**Items from a labeling collection:**
______

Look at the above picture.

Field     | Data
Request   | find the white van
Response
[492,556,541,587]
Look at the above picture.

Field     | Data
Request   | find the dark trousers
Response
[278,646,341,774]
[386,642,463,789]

______

**Goal:** Please rewrite all of the data above, substituting "Prompt" for each "Request" and leaving everything else unchanged.

**Output:**
Look at the above picture.

Field     | Data
Prompt   | find the white van
Response
[492,556,541,587]
Look at the above picture.

Field     | Data
Prompt   | find the dark trousers
Response
[278,646,341,774]
[386,642,463,789]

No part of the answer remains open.